* [Excerpt provided]:

+ + + + +

= Sir Richard Everard, 2nd Baronet =

Sir Richard Everard, 2nd Baronet (1624 – 29 August 1694) was an English politician who sat in the House of Commons from 1661 to 1679.

Everard was the son of Sir Richard Everard, 1st Baronet of Much Waltham, Essex and his first wife Joan Barrington, daughter of Sir Francis Barrington, 1st Baronet and his wife Joan Cromwell, daughter of Sir Henry Cromwell. In 1661, he was elected Member of Parliament for Westminster in the Cavalier Parliament. He succeeded to the Baronetcy about 1680.
Everard died at the age of 69, and was buried at Waltham.

Everard married firstly, in or before 1647, Elizabeth Gibb, daughter of Sir Henry Gibb, Baronet and his wife Anne Gibbs, daughter of Sir Ralph Gibbs, of Honiton, Warwickshire. He married secondly, Jane Finet, daughter of Sir John Finet, Master of the Ceremonies.

+ + + + +

(Pointing dataset excerpts)
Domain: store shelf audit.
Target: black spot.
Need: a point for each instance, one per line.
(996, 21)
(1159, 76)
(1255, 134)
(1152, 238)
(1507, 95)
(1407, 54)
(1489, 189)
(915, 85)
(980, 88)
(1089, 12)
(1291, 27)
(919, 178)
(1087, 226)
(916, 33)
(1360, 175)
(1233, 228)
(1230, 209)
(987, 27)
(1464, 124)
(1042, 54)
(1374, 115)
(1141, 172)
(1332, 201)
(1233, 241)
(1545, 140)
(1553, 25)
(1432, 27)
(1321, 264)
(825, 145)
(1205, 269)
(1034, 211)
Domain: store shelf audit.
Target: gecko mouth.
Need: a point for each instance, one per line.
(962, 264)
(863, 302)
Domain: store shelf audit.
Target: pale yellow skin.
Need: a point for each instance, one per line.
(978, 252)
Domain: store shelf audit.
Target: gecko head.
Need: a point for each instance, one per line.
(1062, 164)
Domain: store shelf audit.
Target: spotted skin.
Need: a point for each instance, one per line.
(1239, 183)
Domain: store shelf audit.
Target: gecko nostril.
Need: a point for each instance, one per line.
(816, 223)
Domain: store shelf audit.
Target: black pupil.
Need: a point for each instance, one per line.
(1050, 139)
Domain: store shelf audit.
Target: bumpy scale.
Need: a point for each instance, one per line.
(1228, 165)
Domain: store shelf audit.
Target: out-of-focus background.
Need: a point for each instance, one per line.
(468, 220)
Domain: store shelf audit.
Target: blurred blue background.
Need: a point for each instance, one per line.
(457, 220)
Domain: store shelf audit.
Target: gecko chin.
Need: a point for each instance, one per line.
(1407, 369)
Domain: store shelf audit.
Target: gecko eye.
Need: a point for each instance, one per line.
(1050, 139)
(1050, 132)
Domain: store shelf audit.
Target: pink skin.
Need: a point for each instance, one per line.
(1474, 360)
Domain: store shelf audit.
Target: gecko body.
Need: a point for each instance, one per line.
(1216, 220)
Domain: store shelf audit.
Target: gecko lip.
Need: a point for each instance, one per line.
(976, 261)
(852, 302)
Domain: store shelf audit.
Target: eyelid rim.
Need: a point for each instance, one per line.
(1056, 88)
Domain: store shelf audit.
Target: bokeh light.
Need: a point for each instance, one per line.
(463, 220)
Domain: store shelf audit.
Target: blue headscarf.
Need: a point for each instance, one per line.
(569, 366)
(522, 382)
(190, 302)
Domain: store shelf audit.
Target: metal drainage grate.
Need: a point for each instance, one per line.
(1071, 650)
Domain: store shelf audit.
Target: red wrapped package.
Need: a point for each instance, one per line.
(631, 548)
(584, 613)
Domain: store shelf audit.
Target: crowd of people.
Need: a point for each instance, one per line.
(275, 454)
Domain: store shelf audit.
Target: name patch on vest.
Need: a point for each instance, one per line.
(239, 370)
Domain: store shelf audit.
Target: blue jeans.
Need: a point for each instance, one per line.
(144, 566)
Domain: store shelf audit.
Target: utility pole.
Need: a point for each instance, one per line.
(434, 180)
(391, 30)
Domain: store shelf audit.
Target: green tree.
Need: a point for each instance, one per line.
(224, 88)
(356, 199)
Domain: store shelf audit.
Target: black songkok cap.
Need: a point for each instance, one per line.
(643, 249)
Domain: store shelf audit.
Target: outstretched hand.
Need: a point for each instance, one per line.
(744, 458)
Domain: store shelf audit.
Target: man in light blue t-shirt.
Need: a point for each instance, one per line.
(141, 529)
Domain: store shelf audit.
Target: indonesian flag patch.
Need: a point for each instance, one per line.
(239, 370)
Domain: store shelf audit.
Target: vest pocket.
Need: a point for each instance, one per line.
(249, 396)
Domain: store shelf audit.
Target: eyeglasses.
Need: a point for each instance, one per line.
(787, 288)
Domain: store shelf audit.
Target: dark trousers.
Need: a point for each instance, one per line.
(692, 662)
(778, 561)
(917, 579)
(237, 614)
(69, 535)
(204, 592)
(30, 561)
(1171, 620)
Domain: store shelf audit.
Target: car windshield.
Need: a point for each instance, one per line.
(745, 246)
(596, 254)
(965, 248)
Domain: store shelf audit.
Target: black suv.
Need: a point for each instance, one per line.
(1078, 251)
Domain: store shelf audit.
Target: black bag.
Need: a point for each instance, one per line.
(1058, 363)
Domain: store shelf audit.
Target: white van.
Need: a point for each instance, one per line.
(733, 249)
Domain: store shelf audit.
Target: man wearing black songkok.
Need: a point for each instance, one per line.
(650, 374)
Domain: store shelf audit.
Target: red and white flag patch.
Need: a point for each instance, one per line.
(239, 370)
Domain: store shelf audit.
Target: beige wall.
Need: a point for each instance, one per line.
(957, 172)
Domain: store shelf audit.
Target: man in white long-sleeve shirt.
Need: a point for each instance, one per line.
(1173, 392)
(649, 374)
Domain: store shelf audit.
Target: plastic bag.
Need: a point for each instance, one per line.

+ + + + +

* [Work instructions]:
1. Quote the passage of the Everard biography that begins at the words "Everard was the" and stops after the words "of the Ceremonies.".
2. Summarize the Everard biography in two sentences.

* [Problem solutions]:
1.
Everard was the son of Sir Richard Everard, 1st Baronet of Much Waltham, Essex and his first wife Joan Barrington, daughter of Sir Francis Barrington, 1st Baronet and his wife Joan Cromwell, daughter of Sir Henry Cromwell. In 1661, he was elected Member of Parliament for Westminster in the Cavalier Parliament. He succeeded to the Baronetcy about 1680.
Everard died at the age of 69, and was buried at Waltham.

Everard married firstly, in or before 1647, Elizabeth Gibb, daughter of Sir Henry Gibb, Baronet and his wife Anne Gibbs, daughter of Sir Ralph Gibbs, of Honiton, Warwickshire. He married secondly, Jane Finet, daughter of Sir John Finet, Master of the Ceremonies.

2. Sir Richard Everard, 2nd Baronet (1624–1694), was an English politician who sat in the House of Commons from 1661 to 1679 after being elected Member of Parliament for Westminster in the Cavalier Parliament in 1661. He succeeded to the baronetcy about 1680, married first Elizabeth Gibb and then Jane Finet, and died at the age of 69 and was buried at Waltham.